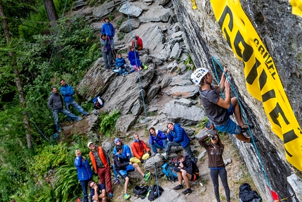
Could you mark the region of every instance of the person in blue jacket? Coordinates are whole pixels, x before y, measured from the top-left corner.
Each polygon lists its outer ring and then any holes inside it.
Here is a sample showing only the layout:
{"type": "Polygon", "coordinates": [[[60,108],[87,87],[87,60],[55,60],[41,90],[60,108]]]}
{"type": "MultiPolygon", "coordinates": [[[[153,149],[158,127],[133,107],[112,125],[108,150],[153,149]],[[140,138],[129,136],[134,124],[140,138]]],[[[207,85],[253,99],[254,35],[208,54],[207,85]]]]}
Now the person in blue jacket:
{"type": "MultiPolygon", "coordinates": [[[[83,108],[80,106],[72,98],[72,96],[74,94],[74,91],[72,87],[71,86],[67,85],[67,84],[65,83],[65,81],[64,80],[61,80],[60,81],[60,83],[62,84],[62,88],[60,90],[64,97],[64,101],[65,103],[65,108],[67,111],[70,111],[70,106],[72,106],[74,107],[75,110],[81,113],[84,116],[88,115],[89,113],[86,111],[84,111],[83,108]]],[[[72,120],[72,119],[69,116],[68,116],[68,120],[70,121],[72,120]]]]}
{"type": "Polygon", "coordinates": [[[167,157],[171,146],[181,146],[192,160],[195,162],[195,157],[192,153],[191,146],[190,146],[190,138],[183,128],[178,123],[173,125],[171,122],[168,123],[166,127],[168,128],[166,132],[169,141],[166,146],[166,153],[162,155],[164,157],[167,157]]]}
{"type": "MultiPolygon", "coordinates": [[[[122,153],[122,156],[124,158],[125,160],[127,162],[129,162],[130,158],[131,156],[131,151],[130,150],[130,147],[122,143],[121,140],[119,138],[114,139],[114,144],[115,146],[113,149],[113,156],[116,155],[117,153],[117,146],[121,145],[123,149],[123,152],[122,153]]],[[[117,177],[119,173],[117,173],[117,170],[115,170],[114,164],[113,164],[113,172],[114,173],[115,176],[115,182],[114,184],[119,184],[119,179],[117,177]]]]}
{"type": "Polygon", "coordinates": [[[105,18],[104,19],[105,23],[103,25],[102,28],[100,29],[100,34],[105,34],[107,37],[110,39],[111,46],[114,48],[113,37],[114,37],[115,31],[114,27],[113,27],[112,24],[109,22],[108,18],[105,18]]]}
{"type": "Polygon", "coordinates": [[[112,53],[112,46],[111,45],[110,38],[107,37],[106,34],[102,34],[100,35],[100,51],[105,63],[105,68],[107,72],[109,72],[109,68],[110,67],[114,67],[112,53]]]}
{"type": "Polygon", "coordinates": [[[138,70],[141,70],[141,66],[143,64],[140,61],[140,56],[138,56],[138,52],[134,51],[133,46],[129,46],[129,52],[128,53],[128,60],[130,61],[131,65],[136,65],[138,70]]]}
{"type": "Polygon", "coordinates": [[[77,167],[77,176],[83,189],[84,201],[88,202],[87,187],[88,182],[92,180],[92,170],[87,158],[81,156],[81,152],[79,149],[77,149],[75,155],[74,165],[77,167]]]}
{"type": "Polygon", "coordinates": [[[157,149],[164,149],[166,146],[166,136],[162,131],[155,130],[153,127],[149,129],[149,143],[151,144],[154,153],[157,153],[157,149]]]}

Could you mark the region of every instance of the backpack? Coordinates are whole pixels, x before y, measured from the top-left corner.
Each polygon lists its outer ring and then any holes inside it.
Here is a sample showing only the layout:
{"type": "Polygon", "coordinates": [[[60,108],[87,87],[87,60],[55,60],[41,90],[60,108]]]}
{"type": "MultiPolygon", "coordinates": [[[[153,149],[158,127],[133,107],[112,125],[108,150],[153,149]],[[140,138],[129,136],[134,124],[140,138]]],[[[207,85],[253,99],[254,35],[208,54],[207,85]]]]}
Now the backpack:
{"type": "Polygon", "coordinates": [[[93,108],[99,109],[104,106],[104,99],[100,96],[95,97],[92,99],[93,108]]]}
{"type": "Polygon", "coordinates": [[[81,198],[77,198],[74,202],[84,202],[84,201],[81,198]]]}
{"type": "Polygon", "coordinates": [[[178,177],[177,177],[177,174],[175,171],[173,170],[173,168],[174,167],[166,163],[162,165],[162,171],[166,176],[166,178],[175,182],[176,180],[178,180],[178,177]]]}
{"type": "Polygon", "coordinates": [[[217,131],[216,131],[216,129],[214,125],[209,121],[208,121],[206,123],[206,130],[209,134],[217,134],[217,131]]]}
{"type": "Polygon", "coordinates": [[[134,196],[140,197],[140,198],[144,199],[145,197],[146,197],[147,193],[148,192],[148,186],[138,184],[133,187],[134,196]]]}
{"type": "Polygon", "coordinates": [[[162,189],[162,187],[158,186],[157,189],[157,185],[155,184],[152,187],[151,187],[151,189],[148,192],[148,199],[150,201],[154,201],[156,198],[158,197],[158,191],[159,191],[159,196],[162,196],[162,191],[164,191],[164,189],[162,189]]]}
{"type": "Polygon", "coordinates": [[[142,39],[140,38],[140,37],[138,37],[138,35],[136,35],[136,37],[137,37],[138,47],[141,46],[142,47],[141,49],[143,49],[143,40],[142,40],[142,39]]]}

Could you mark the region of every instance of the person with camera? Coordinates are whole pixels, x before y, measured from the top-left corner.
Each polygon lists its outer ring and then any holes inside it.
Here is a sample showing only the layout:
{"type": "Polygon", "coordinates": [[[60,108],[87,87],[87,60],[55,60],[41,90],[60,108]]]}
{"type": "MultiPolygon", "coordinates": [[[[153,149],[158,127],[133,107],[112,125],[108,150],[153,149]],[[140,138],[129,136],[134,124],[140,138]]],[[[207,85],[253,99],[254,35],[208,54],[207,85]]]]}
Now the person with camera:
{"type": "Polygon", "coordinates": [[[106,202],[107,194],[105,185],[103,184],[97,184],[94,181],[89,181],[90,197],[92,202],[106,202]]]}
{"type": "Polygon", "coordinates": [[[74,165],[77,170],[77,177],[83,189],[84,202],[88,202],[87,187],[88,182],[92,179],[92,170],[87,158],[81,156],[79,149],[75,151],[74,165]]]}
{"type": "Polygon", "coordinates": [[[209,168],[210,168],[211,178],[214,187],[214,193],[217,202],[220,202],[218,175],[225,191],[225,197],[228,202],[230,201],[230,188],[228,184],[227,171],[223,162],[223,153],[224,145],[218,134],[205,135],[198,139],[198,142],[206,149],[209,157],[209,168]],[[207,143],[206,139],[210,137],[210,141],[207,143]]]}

· · · ·

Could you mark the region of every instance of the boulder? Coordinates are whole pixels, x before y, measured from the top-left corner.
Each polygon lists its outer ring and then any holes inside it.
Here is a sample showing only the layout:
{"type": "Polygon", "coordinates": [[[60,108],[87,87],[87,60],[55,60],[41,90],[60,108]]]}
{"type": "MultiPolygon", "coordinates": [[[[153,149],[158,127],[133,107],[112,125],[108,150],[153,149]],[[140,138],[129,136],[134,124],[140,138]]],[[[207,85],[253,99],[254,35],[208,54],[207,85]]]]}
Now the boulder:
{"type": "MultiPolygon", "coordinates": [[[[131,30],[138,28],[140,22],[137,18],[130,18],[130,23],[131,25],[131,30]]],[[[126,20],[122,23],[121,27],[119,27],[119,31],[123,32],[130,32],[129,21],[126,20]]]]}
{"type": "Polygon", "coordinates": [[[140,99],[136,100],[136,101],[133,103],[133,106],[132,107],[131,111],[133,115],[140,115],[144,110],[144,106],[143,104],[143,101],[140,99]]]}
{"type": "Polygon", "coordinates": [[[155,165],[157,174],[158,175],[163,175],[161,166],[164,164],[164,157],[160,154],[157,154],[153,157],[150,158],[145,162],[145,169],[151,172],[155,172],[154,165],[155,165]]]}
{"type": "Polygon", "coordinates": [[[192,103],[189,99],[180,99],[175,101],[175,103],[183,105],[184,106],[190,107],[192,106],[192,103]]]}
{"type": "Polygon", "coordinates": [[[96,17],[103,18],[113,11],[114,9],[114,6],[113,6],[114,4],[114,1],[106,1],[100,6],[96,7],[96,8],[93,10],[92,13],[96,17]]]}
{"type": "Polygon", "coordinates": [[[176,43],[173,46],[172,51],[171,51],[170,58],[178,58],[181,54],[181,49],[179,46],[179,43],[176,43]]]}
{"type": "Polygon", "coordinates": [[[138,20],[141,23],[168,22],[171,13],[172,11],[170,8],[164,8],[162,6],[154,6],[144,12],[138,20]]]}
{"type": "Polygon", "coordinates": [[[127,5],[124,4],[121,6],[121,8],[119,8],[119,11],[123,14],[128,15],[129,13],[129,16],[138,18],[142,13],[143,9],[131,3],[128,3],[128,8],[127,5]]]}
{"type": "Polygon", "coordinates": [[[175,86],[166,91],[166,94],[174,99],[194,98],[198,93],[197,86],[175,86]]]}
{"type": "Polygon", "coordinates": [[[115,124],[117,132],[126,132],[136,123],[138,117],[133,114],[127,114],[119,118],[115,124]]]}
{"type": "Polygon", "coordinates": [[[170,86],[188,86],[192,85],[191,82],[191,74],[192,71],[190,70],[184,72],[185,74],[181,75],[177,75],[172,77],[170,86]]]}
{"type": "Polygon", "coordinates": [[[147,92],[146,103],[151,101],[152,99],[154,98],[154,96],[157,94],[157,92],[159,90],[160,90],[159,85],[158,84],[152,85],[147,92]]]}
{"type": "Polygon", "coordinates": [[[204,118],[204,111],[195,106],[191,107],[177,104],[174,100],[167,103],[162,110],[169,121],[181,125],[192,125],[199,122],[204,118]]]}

· · · ·

• Problem requirements: Edit the records from the line containing "in blue jacket?" through the line containing "Now the person in", changing "top-left corner" to "upper-left corner" and leaving all else as it stands. Return only those lines.

• Written reply:
Could you mark the region of every instance of the person in blue jacket? Coordinates are whole pixels, x before y, measured from the upper-left corner.
Each polygon lists its outer ring and then any holes inside it.
Here is a sample showing only the layout:
{"type": "Polygon", "coordinates": [[[60,108],[87,87],[87,60],[55,60],[41,90],[60,108]]]}
{"type": "MultiPolygon", "coordinates": [[[[153,149],[158,127],[133,107],[112,125],[108,150],[153,149]],[[140,138],[129,136],[134,124],[140,138]]],[[[207,85],[253,99],[254,35],[208,54],[207,85]]]]}
Now the person in blue jacket:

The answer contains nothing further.